[Extracted data entries]
***

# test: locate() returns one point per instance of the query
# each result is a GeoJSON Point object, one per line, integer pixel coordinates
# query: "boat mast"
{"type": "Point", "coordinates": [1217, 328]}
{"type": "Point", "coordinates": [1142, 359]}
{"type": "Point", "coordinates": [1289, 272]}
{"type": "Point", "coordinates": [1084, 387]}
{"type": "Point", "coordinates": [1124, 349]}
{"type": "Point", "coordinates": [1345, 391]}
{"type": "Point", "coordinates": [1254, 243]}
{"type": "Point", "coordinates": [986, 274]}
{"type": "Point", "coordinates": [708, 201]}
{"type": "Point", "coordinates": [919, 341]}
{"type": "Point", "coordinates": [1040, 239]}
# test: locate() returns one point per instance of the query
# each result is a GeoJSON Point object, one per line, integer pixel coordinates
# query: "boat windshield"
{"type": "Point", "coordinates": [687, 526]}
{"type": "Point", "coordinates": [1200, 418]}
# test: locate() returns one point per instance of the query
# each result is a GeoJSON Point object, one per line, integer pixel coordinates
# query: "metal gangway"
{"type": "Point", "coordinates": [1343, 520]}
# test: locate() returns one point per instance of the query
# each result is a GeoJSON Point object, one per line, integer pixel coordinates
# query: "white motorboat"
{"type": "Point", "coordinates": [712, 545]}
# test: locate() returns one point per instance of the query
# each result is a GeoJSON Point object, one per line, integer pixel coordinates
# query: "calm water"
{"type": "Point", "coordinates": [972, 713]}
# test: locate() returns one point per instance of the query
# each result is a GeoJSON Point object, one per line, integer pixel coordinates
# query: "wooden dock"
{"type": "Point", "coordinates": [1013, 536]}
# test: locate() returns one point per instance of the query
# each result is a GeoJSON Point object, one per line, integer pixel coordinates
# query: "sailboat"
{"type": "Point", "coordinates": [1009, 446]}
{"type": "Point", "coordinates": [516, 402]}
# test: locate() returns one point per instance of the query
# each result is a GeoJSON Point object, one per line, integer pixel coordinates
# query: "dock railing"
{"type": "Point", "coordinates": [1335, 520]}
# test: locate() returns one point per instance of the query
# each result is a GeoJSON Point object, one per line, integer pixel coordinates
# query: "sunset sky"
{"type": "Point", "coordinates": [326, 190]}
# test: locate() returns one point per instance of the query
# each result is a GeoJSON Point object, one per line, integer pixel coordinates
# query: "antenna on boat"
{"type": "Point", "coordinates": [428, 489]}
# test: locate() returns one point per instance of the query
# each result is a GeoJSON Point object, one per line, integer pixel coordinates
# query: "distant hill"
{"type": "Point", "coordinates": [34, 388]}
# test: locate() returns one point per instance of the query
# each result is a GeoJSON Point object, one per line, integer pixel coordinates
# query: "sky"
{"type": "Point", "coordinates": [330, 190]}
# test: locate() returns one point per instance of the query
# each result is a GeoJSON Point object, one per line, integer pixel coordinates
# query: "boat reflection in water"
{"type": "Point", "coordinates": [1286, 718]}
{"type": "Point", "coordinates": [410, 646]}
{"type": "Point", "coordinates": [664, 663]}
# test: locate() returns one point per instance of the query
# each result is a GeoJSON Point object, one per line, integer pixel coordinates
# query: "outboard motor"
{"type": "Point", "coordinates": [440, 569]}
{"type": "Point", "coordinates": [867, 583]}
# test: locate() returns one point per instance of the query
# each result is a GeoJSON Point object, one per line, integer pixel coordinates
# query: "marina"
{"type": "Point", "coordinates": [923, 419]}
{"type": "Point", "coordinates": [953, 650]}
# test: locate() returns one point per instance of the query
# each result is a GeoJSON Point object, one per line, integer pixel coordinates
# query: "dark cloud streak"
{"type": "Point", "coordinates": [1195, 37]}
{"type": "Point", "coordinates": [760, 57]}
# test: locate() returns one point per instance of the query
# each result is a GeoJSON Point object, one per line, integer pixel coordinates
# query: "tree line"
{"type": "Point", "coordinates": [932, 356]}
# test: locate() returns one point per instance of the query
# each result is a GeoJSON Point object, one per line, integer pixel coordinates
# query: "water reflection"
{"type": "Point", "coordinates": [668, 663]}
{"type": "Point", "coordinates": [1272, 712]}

***

**ABOUT THIS TASK:** An exact reproduction of the data is required. Leave nothing out.

**TASK OUTPUT:**
# test: locate() returns one point per instance of the query
# each result is a GeoJSON Point object, one per line, integer pixel coordinates
# query: "boat mast"
{"type": "Point", "coordinates": [1217, 328]}
{"type": "Point", "coordinates": [1142, 359]}
{"type": "Point", "coordinates": [1289, 272]}
{"type": "Point", "coordinates": [1084, 387]}
{"type": "Point", "coordinates": [1124, 349]}
{"type": "Point", "coordinates": [1345, 391]}
{"type": "Point", "coordinates": [1254, 243]}
{"type": "Point", "coordinates": [986, 274]}
{"type": "Point", "coordinates": [708, 201]}
{"type": "Point", "coordinates": [919, 341]}
{"type": "Point", "coordinates": [1040, 239]}
# test: locate() returns one point per instance of the query
# each result is a GeoJSON Point object, one per line, integer pixel coordinates
# query: "boat windshield"
{"type": "Point", "coordinates": [687, 526]}
{"type": "Point", "coordinates": [1200, 418]}
# test: locate() returns one point per instance of the query
# each result is a GeoJSON Point object, one per line, integer pixel coordinates
# query: "metal gangway"
{"type": "Point", "coordinates": [1343, 520]}
# test: locate() returns one point per instance of the query
# each result is a GeoJSON Point object, one per line, integer pixel coordinates
# query: "white motorboat"
{"type": "Point", "coordinates": [712, 545]}
# test: locate() returns one point per instance of the query
# each result is a GeoJSON Point object, one per line, integer pixel coordinates
# query: "calm water"
{"type": "Point", "coordinates": [972, 713]}
# test: locate() returns one point per instance of the query
# each result is a GeoJSON Point object, one per line, integer pixel coordinates
# query: "wooden dock"
{"type": "Point", "coordinates": [1013, 536]}
# test: locate() returns one point per instance of the query
# each result is a GeoJSON Point object, one per line, integer pixel coordinates
# query: "sailboat"
{"type": "Point", "coordinates": [1009, 446]}
{"type": "Point", "coordinates": [516, 402]}
# test: locate() returns one point per instance of the query
# each result is a GeoJSON Point object, one per line, integer pixel coordinates
# query: "dock railing"
{"type": "Point", "coordinates": [1335, 520]}
# test: locate() returns one point per instance of the query
# each result is a GeoJSON Point object, one per line, integer pixel coordinates
# query: "sunset sky"
{"type": "Point", "coordinates": [326, 190]}
# test: locate() returns one point per instance of the query
# each result is a GeoJSON Point object, one per line, integer pixel coordinates
# query: "antenna on boat"
{"type": "Point", "coordinates": [428, 489]}
# test: locate() returns one point per instance of the query
# each result is a GeoJSON Point object, one per line, integer pixel coordinates
# query: "distant hill"
{"type": "Point", "coordinates": [34, 388]}
# test: locate() returns one point per instance of the query
# each result is a GeoJSON Point object, one per line, integer pixel coordinates
# query: "sky"
{"type": "Point", "coordinates": [330, 190]}
# test: locate() returns one point per instance of the query
# each result is a GeoJSON Point object, one per line, integer pixel coordinates
# query: "boat reflection in water"
{"type": "Point", "coordinates": [1286, 718]}
{"type": "Point", "coordinates": [410, 646]}
{"type": "Point", "coordinates": [664, 663]}
# test: locate() returns one point per instance of the query
# each result is a GeoJSON Point object, one per line, integer pixel coordinates
# query: "outboard motor"
{"type": "Point", "coordinates": [440, 569]}
{"type": "Point", "coordinates": [867, 583]}
# test: locate() returns one point per instance of the query
# each result is a GeoJSON Point object, one per line, integer pixel coordinates
# query: "marina"
{"type": "Point", "coordinates": [923, 419]}
{"type": "Point", "coordinates": [953, 650]}
# test: locate() returns one point per instance of the query
# each result is a GeoJSON Point object, one per line, integer pixel coordinates
# query: "dark cloud streak"
{"type": "Point", "coordinates": [1195, 37]}
{"type": "Point", "coordinates": [760, 57]}
# test: locate() returns one point per instance of the query
# each result is a GeoJSON Point object, one per line, integer pixel coordinates
# query: "tree line"
{"type": "Point", "coordinates": [932, 356]}
# test: locate() returns one point per instance of the query
# each result is a GeoJSON Point object, one per line, integer pixel coordinates
# query: "water reflection"
{"type": "Point", "coordinates": [668, 663]}
{"type": "Point", "coordinates": [1272, 712]}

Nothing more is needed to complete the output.